Go line by line through the entries and show those that hold the string "shoreline".

****************************************

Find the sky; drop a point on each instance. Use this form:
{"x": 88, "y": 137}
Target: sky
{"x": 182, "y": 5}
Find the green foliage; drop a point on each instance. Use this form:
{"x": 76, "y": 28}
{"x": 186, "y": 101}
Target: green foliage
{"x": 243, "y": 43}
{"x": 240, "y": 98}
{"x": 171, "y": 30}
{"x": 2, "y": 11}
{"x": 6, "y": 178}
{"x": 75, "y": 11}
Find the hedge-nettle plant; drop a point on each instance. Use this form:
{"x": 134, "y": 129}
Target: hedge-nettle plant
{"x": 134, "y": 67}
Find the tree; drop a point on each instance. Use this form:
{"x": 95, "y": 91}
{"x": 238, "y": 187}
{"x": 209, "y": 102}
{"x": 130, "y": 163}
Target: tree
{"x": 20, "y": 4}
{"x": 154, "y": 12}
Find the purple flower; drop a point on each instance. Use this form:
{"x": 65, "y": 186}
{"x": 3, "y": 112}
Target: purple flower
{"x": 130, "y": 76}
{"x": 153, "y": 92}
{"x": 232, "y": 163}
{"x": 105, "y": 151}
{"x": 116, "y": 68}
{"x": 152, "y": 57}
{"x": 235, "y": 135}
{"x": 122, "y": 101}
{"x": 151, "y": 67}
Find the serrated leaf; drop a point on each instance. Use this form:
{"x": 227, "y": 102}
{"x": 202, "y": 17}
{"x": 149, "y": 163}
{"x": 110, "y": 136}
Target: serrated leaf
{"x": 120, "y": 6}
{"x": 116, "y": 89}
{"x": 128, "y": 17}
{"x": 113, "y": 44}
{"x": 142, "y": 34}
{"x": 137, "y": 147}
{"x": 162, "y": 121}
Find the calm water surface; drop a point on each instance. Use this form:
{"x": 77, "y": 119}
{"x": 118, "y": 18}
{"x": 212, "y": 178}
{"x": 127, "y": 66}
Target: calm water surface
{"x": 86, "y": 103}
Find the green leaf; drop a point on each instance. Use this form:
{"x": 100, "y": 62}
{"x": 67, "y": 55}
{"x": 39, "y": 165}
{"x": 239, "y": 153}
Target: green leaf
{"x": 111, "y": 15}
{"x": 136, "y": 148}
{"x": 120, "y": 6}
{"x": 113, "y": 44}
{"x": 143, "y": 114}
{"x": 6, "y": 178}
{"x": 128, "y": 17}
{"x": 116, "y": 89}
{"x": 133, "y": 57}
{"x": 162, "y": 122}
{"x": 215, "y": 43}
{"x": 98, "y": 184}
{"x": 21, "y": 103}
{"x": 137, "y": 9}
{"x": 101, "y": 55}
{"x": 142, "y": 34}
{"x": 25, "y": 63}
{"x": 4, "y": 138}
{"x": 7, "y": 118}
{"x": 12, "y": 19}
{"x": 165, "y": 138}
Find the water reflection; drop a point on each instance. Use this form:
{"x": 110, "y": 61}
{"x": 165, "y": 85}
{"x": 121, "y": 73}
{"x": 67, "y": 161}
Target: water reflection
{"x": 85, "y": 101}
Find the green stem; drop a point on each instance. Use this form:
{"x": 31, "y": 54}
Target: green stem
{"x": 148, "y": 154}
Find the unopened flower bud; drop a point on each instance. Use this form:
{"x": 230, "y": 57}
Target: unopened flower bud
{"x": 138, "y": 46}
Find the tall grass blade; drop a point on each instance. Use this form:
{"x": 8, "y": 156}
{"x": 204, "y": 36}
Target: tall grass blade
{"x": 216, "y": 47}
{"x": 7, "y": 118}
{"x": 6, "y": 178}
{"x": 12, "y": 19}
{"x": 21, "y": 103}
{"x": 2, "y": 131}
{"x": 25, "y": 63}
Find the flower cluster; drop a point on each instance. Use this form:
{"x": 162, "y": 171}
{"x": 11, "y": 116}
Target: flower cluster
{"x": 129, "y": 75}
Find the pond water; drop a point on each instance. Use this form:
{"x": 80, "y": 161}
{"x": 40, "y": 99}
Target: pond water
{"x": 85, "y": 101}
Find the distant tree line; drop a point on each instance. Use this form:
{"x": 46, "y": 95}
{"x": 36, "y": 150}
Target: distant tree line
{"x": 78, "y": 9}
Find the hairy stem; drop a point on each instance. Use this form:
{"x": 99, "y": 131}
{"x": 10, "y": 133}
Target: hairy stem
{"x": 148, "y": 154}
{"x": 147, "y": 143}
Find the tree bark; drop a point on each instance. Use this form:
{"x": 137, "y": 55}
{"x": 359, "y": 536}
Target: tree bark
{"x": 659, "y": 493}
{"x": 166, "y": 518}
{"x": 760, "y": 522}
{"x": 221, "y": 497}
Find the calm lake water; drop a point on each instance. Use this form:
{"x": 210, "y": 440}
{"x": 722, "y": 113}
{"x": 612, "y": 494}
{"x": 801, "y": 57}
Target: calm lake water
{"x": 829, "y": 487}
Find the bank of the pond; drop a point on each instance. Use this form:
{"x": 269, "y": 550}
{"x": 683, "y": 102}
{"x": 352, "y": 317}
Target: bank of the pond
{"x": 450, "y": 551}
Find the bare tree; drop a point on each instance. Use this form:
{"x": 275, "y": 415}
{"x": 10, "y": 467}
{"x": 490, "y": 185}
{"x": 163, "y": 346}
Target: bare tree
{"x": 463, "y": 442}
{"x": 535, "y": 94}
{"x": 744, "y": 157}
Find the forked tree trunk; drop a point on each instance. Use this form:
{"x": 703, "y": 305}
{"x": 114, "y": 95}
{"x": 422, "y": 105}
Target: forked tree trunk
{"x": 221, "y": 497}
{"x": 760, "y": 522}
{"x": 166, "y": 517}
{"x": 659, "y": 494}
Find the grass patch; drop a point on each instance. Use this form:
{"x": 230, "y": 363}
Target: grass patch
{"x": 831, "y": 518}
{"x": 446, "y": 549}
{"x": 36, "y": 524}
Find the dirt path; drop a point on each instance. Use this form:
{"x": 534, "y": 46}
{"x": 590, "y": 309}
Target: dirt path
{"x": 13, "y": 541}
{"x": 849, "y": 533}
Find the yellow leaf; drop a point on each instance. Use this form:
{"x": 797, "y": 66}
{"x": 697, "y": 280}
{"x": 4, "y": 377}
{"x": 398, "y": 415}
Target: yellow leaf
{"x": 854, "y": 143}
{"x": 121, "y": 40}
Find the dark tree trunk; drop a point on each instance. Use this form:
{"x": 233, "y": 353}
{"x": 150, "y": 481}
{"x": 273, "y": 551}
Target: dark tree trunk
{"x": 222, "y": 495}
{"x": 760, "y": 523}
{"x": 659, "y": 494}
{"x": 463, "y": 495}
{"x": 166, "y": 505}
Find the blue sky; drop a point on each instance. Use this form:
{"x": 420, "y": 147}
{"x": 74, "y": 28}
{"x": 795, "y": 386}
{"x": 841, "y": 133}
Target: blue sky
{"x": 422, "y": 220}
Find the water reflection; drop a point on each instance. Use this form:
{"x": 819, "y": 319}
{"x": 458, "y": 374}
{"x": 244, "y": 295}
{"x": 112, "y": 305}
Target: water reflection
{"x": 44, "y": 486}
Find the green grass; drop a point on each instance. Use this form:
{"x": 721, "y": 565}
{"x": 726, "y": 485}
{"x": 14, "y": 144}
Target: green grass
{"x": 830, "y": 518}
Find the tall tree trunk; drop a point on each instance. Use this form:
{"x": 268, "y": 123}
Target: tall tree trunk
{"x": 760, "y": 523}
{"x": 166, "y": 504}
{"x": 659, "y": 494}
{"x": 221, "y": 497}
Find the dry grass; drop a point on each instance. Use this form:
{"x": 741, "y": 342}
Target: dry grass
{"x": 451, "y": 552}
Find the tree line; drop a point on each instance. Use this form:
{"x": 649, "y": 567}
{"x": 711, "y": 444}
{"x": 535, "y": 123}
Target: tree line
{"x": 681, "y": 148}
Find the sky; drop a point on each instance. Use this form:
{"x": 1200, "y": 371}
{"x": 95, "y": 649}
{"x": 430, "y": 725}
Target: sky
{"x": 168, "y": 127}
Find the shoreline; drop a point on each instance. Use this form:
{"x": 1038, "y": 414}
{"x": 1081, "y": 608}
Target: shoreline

****************************************

_Response to the task_:
Find the shoreline; drop a point on each instance. Use this form:
Target: shoreline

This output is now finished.